## OBJETIVO DO EXERCÍCIO
Pode repetir, sem mudar nada, o trecho do texto sobre choque de gerações que começa nas palavras "Minha geração, os" e para logo depois de "nas relações familiares."?

## TEXTO
——

Choque de gerações sempre existiu. Não se trata de nenhuma novidade. Sempre aconteceu, considerando que a evolução da sociedade transforma consideravelmente as relações entre pais e filhos, e destes com seus próprios filhos, numa infindável espiral de transformações sociais, políticas, ideológicas, econômicas, psicológicas.
Minha geração, os Baby Boomers, que desafiou as limitações familiares levando as mulheres ao mercado de trabalho, deixou um profundo legado aos seus filhos e deu um novo significado às profissões. Focou na importância da educação para alcançar um futuro promissor no trabalho desenvolvido, agora, não apenas pelo pai de família, mas também com a colaboração da mão de obra feminina, causando uma profunda transformação nas relações familiares.

——

## REGISTROS

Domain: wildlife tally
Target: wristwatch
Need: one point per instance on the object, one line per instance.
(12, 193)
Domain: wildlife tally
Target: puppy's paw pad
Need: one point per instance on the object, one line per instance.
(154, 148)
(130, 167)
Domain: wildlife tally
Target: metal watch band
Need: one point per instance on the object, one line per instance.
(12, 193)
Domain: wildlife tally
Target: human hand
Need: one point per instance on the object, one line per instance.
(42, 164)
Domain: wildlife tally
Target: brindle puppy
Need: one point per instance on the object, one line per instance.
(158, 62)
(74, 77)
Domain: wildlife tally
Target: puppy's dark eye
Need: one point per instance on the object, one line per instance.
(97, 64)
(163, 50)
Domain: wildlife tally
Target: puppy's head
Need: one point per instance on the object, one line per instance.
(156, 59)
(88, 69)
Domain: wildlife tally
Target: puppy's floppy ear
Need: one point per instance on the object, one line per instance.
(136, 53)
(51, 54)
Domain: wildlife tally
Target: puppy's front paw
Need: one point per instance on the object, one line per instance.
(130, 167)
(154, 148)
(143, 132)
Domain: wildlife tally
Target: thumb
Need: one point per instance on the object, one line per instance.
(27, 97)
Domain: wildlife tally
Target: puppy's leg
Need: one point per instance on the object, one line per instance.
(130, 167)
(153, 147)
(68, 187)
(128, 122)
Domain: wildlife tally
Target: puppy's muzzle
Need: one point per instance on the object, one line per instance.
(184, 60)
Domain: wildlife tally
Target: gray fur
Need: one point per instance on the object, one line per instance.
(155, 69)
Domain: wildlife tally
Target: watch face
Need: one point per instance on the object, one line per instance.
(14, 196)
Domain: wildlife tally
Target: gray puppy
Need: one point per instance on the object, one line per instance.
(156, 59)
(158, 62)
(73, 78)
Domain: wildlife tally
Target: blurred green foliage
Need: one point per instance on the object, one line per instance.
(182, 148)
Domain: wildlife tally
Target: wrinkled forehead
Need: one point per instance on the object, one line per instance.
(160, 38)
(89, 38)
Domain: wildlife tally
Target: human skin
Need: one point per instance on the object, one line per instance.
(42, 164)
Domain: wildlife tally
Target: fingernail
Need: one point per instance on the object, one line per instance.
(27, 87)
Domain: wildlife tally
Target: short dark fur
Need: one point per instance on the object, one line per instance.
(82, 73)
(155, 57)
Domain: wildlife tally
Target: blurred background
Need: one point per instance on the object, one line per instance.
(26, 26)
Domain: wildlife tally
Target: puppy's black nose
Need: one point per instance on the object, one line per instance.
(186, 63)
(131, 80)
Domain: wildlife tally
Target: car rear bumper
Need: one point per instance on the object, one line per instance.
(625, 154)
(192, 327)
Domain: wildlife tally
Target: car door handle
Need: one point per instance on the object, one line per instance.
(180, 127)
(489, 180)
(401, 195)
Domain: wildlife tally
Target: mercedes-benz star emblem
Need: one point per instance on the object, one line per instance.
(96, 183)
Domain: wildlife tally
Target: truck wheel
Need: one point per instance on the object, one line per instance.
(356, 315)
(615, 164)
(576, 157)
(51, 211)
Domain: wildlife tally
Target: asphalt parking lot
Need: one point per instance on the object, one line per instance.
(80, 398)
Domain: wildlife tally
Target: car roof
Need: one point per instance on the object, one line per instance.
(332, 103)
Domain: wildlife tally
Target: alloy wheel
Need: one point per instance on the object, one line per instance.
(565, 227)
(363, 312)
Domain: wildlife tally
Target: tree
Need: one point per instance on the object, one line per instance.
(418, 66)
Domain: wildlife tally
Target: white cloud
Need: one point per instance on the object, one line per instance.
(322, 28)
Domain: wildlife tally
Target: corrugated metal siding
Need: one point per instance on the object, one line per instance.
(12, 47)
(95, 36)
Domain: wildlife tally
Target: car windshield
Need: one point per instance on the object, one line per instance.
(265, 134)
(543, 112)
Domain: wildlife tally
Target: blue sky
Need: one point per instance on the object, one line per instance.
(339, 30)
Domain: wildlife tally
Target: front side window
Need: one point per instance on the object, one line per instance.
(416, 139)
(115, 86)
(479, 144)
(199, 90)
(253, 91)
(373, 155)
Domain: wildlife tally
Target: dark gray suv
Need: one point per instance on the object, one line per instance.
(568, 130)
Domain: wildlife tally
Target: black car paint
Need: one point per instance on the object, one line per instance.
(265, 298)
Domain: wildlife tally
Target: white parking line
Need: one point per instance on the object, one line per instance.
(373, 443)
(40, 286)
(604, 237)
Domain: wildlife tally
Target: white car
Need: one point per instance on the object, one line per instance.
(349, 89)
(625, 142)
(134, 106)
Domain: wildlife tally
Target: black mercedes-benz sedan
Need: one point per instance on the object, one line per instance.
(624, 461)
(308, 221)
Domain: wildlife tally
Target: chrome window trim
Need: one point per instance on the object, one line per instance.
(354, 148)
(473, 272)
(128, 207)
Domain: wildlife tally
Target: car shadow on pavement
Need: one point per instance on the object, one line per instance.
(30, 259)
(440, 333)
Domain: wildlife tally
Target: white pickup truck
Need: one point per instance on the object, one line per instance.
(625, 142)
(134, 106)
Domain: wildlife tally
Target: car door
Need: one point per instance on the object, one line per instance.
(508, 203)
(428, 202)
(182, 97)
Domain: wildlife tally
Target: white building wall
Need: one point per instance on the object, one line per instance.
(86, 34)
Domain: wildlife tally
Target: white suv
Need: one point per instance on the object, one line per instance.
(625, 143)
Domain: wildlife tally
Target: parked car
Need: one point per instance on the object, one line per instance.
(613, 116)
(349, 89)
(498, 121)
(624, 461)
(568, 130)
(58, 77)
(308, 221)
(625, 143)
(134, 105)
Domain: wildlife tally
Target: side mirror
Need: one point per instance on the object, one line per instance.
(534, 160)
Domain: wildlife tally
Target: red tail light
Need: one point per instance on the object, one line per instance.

——

## RESPOSTA CORRETA
Minha geração, os Baby Boomers, que desafiou as limitações familiares levando as mulheres ao mercado de trabalho, deixou um profundo legado aos seus filhos e deu um novo significado às profissões. Focou na importância da educação para alcançar um futuro promissor no trabalho desenvolvido, agora, não apenas pelo pai de família, mas também com a colaboração da mão de obra feminina, causando uma profunda transformação nas relações familiares.